> Problem requirements: Only the lines below, from the one with "Target = burned car wreck" through the one with "Target = green foliage", are to be written out, exactly.

> Material provided:
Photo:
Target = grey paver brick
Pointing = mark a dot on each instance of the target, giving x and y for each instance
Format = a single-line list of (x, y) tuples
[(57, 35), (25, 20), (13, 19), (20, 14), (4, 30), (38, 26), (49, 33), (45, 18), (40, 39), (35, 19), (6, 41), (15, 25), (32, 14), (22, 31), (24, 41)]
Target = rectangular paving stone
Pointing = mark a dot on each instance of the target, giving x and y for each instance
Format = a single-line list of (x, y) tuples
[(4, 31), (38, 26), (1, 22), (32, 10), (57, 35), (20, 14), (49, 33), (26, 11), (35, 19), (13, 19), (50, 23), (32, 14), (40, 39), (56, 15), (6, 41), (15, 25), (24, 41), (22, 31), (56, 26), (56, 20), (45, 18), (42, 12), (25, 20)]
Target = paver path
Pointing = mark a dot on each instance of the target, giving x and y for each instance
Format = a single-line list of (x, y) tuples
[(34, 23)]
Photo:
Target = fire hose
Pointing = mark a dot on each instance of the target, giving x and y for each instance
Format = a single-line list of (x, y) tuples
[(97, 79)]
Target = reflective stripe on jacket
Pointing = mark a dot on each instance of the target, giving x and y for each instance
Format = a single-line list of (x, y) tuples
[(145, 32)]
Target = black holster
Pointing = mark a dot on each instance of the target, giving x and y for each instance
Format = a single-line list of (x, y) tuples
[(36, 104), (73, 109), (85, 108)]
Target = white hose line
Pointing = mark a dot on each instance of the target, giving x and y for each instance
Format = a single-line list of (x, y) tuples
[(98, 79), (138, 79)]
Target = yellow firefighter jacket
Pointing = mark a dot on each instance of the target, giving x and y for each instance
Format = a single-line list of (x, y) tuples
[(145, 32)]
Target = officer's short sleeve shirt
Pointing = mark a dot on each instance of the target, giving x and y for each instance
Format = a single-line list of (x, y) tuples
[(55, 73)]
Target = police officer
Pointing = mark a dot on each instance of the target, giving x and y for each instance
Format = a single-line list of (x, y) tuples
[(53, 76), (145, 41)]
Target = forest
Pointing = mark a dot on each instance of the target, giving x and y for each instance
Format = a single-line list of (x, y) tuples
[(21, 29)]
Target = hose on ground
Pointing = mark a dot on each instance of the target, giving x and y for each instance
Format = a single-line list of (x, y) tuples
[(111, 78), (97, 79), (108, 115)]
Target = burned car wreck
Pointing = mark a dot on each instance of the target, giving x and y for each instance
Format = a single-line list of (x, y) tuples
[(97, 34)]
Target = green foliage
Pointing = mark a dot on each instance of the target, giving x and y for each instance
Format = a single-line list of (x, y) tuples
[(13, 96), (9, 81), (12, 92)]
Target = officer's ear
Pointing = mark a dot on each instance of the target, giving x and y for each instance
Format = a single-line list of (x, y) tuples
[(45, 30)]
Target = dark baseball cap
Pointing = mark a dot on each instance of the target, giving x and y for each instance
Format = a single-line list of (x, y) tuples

> Exercise result:
Target = burned car wreck
Pointing = mark a dot on each instance of the target, giving x and y for each instance
Format = a single-line list of (x, y) tuples
[(97, 34)]
Target = green foliage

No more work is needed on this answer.